Please copy the listing below, starting at the line that contains "Note: for this drill, mark the red accent" and stopping after its last line, with every line kept. Shift each x and y coordinate by -67.

=== Material supplied ===
= = =

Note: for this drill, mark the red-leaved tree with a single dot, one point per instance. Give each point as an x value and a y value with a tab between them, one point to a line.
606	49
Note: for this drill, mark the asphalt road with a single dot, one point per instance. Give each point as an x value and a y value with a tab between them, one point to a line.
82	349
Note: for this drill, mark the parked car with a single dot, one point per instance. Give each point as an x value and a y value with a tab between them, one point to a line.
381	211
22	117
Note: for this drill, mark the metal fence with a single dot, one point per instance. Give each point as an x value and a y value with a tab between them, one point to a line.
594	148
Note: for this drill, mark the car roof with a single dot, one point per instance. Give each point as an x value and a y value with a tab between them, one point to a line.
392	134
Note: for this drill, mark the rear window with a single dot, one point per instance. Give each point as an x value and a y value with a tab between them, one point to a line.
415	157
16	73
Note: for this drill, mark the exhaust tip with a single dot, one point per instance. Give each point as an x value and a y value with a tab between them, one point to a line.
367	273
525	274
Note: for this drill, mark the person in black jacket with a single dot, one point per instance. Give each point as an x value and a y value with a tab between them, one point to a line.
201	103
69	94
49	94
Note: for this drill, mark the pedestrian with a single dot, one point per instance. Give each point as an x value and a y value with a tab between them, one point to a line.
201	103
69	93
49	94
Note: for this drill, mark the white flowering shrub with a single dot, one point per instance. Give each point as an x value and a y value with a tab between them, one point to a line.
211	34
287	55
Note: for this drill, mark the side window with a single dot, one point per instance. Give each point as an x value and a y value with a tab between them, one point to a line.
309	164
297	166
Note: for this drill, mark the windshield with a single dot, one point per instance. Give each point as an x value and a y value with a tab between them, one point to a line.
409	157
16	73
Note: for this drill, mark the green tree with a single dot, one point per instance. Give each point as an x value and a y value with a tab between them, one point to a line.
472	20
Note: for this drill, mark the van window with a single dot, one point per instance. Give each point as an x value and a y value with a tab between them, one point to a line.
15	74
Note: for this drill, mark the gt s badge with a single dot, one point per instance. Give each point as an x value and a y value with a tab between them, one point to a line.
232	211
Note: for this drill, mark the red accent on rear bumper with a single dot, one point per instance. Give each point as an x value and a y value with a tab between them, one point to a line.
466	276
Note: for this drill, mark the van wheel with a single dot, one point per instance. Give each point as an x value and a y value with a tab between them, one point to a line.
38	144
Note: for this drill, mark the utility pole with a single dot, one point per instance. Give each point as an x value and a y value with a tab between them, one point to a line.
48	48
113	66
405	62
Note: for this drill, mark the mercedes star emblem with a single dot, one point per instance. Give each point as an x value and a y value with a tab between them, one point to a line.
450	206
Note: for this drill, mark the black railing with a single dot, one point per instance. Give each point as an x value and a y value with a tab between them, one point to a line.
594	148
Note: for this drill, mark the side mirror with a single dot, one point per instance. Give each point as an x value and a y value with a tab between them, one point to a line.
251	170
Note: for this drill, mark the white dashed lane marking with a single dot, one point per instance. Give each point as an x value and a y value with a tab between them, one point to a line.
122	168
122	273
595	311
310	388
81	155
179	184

= = =

=== Finished task ===
Note: for this drill, mark the red accent on rear bumper with a single dot, one point per instance. Give each point as an x value and a y value with a tab between them, one point to a line.
399	209
Note: for this drill, mark the van wheel with a single dot, one point per instance. Give each point as an x value and a y value with a tab between them, one point to a line.
-29	77
Note: for this drill, mark the utility pole with a single dot, one point per instance. Give each point as an x value and a y value with a tab between them, one point to a line.
-19	-19
46	-1
338	-5
Note: for this drill, mark the mercedes star emblem with a single dot, one point per instance. Give each point as an x value and a y value with a tab between them, one point to a line.
383	139
Note: for this drill, mark the black railing with a single dot, one point per instance. Give each point as an x value and a y value with a tab between them, one point to a line.
527	81
Note: for this drill, mark the side mirror with a single dot, one point per instance. Give each point as an x value and a y value with a tab between them, one point to a line.
184	103
Note: for this drill, mark the white dashed lane marking with a single dot, one point per instance. Give each point as an x value and a y value with a tab between them, one point to a line.
55	101
55	206
528	244
243	321
14	88
112	117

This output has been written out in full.